- Supplied records -
<<<<
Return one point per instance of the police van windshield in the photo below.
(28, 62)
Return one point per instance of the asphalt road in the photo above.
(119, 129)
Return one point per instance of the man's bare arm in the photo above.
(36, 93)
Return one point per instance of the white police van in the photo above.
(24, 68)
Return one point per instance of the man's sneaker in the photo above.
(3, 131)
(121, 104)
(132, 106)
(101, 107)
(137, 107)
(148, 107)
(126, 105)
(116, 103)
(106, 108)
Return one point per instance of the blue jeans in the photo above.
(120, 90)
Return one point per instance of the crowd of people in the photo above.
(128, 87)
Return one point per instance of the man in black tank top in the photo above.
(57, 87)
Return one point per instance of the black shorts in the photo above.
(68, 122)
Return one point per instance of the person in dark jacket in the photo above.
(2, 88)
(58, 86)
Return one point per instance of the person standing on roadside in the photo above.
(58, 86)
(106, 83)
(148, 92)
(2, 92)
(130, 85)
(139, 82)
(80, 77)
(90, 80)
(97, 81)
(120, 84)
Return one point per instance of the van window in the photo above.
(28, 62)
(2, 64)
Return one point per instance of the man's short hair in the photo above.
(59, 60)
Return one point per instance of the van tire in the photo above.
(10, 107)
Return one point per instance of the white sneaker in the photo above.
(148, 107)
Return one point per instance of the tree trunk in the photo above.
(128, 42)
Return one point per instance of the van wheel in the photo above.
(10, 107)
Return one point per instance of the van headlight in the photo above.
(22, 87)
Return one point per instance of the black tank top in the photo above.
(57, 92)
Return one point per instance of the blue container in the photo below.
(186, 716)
>>>>
<<<<
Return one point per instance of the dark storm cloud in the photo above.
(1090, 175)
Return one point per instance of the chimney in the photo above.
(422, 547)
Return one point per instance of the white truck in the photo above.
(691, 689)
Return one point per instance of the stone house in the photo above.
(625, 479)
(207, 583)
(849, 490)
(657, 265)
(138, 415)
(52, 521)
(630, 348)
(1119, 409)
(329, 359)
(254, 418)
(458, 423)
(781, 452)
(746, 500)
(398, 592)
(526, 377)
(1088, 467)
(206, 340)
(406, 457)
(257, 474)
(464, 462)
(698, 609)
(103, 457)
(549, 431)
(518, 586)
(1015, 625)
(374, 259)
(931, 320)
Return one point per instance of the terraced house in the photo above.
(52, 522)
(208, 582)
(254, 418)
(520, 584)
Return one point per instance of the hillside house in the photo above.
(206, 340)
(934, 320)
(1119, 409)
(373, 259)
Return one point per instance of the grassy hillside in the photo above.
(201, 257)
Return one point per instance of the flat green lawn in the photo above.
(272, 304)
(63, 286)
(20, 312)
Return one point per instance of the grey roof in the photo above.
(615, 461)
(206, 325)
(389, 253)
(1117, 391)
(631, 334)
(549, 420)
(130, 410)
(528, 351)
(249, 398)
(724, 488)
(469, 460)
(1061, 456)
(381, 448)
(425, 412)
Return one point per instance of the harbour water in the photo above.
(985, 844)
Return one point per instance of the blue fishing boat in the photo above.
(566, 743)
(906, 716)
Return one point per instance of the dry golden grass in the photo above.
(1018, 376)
>>>>
- Task prompt -
Reproduce the part of the material above that opens with the line containing "Return one point per instance of the grassy" and closes with the line containing "(1018, 376)", including both of those lines and changing nothing.

- Solution to the problem -
Return one point per instance of the grassy hillside in the photo above.
(201, 257)
Return one point per instance of the flat green lawn in the photo above.
(272, 304)
(63, 286)
(20, 312)
Return one point per instance of the grey roof in the photo above.
(615, 461)
(206, 325)
(389, 253)
(1117, 391)
(631, 334)
(549, 420)
(130, 410)
(528, 351)
(249, 398)
(724, 488)
(469, 460)
(1061, 456)
(381, 448)
(425, 412)
Return one point per instance of the harbour water in the photo above.
(985, 844)
Return one point per instance of the blue fishing boat in the photo above.
(566, 743)
(906, 716)
Return one point per instance of the dry golden grass in the photo above.
(1018, 376)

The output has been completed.